Records in a dataset
* * * *
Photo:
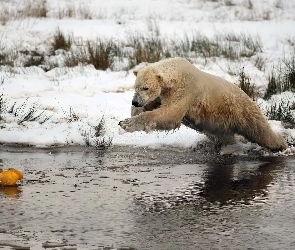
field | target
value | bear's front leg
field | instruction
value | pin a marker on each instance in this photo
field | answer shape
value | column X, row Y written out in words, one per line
column 133, row 124
column 158, row 119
* * * *
▸ **To be done**: Please write out the records again with "front leg" swapped for "foreleg" and everything else unchanged. Omit the pictures.

▸ **The solution**:
Photo:
field | target
value | bear's foreleg
field | instruction
value | pin a marker on each instance in this photo
field | answer shape
value | column X, row Y written out in words, one per line
column 133, row 124
column 158, row 119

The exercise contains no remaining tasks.